-- START Passage --
Beside me on the table in the café was my copy of one of my favorite volumes, Patti Smith’s M Train. With the heron still fresh on my mind, and thinking again of Adrienne Rich, I recalled the story Smith had written about in her memoir Just Kids. She had seen a swan as a child and had been fascinated with it. So much so that she longed to “describe her sense of it” and to explain how the encounter with it had produced a “twinge of curious yearning.” Years later, when she looked back at that sighting, Smith said she was certain that this was the beginning of her life as an artist, her need to live at the intersection of miracles and the everyday, and to find ways to share it.
I searched the web for facts about the Great Blue Heron.
It’s the largest of the North American herons. It has a dagger-like beak for snatching fish. In flight, it curls its neck into a S shape. Its wings are broad and its legs trail the tail as it flies. It’s not an uncommon bird, seen throughout most of North America. But yet, unless mating, it is rarely seen with others of its species. Native Americans believe the blue heron is a loner, a contemplative loner. Certainly, this is from where it derives its symbolism, bringing its message of self-determination and self-reliance, an ability to progress and evolve, but yet remain stable, standing on its own.
I again caught myself trying to place meaning on what I had seen, remembering how when I moved closer and closer to the great bird, it appeared to sense my approach and although seeming to remain calm, it lifted its majestic body into the air, its wings slowly sailing it far above the trees and out of sight. I had disturbed its solitude, its contemplative state of mind.
-- END Passage --
-- START Stored data --
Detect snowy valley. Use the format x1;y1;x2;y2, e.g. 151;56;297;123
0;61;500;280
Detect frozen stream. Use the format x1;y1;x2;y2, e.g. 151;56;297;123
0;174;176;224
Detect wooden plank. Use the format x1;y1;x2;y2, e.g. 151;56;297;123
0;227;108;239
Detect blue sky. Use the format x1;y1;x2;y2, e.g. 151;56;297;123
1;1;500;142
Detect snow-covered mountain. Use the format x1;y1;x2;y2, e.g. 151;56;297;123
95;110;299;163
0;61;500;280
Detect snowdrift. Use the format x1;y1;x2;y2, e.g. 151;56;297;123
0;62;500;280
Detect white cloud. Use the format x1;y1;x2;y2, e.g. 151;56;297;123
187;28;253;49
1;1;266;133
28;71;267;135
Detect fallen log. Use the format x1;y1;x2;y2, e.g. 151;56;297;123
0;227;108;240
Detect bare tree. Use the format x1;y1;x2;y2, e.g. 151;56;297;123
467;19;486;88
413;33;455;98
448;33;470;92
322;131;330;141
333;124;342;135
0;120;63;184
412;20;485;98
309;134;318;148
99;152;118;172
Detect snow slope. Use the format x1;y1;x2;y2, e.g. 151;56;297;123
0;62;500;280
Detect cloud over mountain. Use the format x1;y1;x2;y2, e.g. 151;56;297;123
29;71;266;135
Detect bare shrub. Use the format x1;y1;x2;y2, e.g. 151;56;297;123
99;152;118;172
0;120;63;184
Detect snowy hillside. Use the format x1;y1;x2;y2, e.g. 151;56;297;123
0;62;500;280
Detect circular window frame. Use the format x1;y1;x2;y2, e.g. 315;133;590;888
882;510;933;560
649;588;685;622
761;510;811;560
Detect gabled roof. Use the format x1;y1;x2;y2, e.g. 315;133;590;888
-- END Stored data --
- Exercises -
(1) Answer these questions using the passage about the heron:
(a) What had Patti Smith seen as a child?
(b) What shape does the Great Blue Heron curl its neck into when it flies?
(c) What kind of bird do Native Americans believe the blue heron is?
(2) From the facts the writer found on the web in the passage about the heron, list each body part of the Great Blue Heron that is mentioned, along with what is said about it.
(3) Write the next part of the passage about the heron, picking up after its last sentence.

- Results of the tasks -
(1)
(a) A swan.
(b) An S shape.
(c) A loner, a contemplative loner.

(2)
- Beak: dagger-like, for snatching fish
- Neck: curled into an S shape in flight
- Wings: broad
- Legs: trail the tail as it flies

(3)
When I returned to reading M Train in the café, my second go around of the book, I returned to an early passage where Smith lists her most beloved cafés, ones she had visited. Chicago’s Lula Café in the city’s Logan Square neighborhood is a favorite. She writes, too, of her one-time longing to open her own beach café, “a small haven where poets and travelers might find the simplicity of asylum.”
I share Smith’s love of cafés, her constant connection to the solitary thoughts she discovers in them. I have sat in far fewer cafés than she has, still, I too, have found great joy in spending hours in a small simple space with a thick mug of dark coffee and a writing journal, enjoying quiet contemplation. And wouldn’t it be lovely to open such a place, to offer space to the world’s dreamers who seek meditative solitude on any given early morning.
I think I’ll name it Café Blue Heron.
I love this morning contemplation, especially since you "whispered" to the Blue Heron.
Lovely and insightful as always. Thanks for sharing your sighting.